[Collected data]
* * *
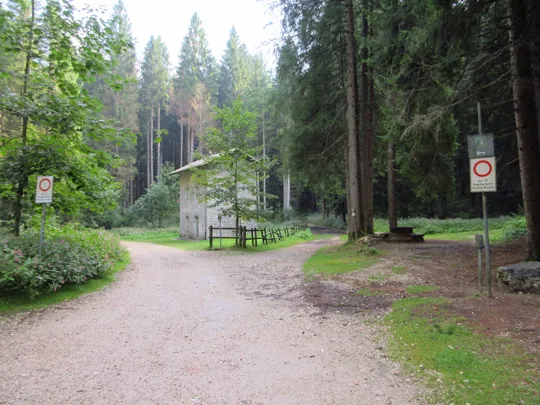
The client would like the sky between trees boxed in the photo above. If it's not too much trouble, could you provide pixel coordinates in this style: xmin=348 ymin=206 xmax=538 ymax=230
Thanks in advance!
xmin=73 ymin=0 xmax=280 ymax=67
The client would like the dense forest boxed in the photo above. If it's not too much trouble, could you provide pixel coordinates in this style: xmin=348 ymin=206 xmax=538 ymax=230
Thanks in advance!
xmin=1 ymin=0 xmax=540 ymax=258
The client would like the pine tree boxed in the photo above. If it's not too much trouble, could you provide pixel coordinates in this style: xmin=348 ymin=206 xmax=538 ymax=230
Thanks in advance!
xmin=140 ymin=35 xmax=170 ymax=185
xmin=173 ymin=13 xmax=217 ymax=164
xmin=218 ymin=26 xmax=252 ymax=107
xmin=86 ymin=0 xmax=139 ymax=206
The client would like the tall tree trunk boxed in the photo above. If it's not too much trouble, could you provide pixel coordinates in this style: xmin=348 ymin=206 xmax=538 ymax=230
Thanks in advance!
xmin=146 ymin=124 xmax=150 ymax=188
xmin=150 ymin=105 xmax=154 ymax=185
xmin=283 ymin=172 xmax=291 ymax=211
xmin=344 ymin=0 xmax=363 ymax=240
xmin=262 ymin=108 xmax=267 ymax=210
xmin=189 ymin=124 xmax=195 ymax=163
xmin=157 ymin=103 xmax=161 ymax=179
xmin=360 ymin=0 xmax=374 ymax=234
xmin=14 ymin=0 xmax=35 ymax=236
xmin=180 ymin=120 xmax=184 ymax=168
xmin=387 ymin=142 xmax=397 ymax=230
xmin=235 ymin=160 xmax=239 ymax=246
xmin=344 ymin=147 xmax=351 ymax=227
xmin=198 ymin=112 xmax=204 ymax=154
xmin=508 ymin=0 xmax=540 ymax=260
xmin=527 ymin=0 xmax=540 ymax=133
* * *
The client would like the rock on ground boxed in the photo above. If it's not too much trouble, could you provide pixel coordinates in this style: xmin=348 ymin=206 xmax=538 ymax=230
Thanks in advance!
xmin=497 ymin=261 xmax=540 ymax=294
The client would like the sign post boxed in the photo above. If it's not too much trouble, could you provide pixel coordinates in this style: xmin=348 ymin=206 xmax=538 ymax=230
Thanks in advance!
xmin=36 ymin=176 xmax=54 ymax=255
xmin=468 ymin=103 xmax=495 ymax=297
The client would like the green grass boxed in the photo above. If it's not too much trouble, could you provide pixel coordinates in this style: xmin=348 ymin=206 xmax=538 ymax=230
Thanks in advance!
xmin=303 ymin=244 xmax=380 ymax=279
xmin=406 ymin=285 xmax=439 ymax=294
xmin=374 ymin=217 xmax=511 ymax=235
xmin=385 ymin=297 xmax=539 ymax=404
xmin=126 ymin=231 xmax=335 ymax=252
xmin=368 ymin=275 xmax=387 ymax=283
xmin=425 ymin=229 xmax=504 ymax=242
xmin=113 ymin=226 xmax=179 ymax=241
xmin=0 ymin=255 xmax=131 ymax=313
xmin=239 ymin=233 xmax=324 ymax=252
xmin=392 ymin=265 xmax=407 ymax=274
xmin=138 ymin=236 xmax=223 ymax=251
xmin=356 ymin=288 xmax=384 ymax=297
* * *
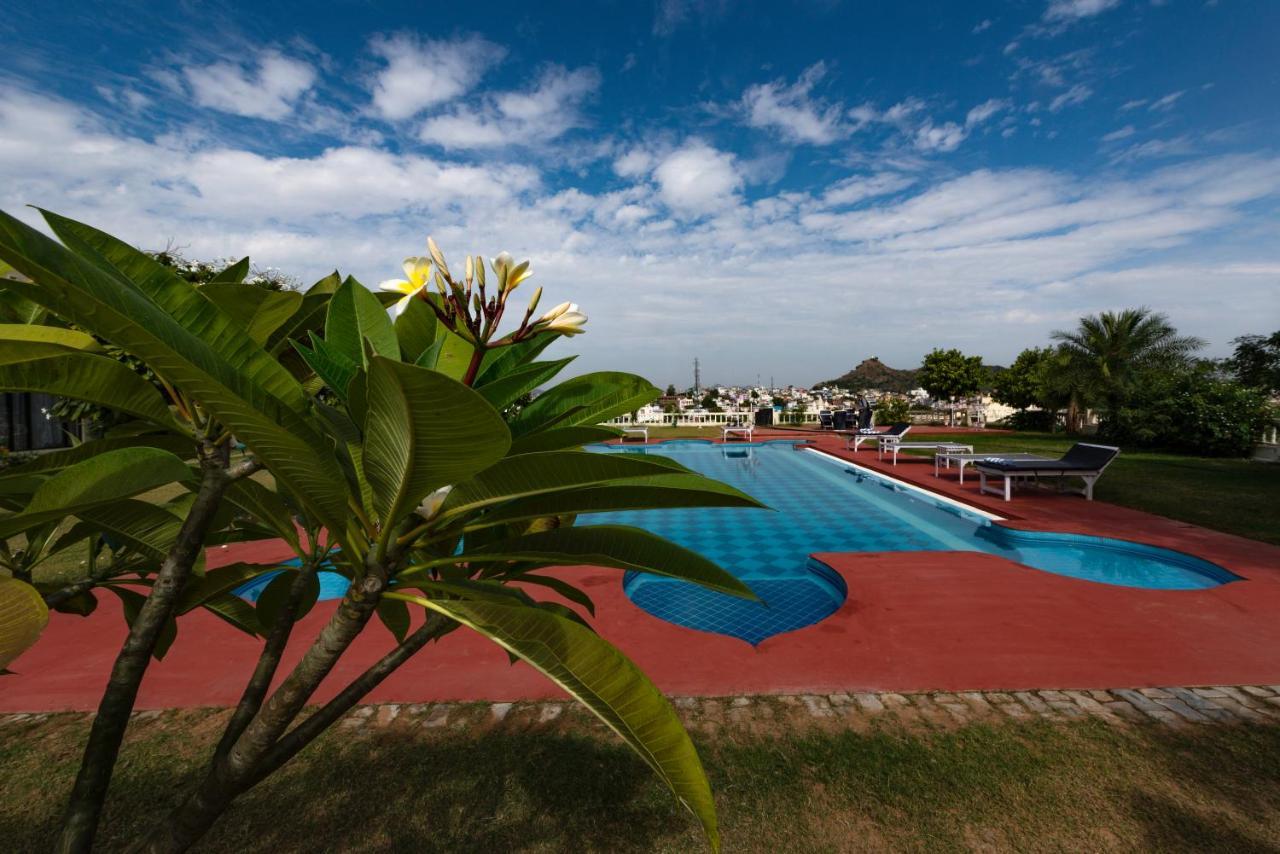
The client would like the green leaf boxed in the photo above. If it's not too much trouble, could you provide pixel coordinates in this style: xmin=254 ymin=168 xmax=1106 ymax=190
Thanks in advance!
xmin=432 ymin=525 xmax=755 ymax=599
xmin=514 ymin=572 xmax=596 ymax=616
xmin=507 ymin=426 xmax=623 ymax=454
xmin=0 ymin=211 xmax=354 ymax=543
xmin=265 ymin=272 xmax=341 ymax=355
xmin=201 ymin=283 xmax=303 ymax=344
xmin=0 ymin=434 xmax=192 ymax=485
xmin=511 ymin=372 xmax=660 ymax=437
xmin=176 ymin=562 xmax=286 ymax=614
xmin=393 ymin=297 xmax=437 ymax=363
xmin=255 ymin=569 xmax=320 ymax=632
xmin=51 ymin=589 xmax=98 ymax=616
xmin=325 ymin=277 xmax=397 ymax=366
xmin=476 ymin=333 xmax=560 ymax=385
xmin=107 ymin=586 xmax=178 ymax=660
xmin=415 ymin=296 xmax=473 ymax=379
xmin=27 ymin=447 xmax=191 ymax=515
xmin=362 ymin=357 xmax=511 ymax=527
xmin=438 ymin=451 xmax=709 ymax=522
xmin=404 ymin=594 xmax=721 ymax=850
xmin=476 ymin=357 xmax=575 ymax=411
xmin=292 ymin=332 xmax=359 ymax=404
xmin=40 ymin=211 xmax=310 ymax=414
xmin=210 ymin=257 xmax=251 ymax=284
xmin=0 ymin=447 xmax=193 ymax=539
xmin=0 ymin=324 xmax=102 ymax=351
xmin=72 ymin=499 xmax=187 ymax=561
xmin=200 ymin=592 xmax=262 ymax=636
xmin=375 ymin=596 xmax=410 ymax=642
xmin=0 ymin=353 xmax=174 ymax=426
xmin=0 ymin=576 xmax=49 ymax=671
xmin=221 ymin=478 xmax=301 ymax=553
* * *
▸ **Exercise requirements**
Copy range, inclusive: the line holding "The client would like the sky" to the line holding "The client would like the tall". Reproduce exactly those lines of the records above and no others.

▸ **Problem solution**
The client would like the sky between trees boxed in the photo above. If it's not too much trouble, could you provide pixel coordinates in this style: xmin=348 ymin=206 xmax=538 ymax=230
Thanks in advance!
xmin=73 ymin=0 xmax=280 ymax=67
The client would like the dense forest boxed in the photo above. If it's not too much trouble, could you provide pixel coordinates in this style: xmin=348 ymin=206 xmax=538 ymax=230
Thanks in advance!
xmin=1 ymin=0 xmax=540 ymax=258
The client would like the pine tree boxed in the photo above. If it's not too much trouble, could you provide pixel coordinates in this style: xmin=348 ymin=206 xmax=538 ymax=230
Thanks in advance!
xmin=140 ymin=35 xmax=170 ymax=185
xmin=173 ymin=13 xmax=217 ymax=164
xmin=218 ymin=26 xmax=252 ymax=107
xmin=86 ymin=0 xmax=139 ymax=206
The client would like the tall tree trunk boxed in the photo above. If it's not too much trouble, could you provide pixel coordinates in this style: xmin=348 ymin=206 xmax=538 ymax=230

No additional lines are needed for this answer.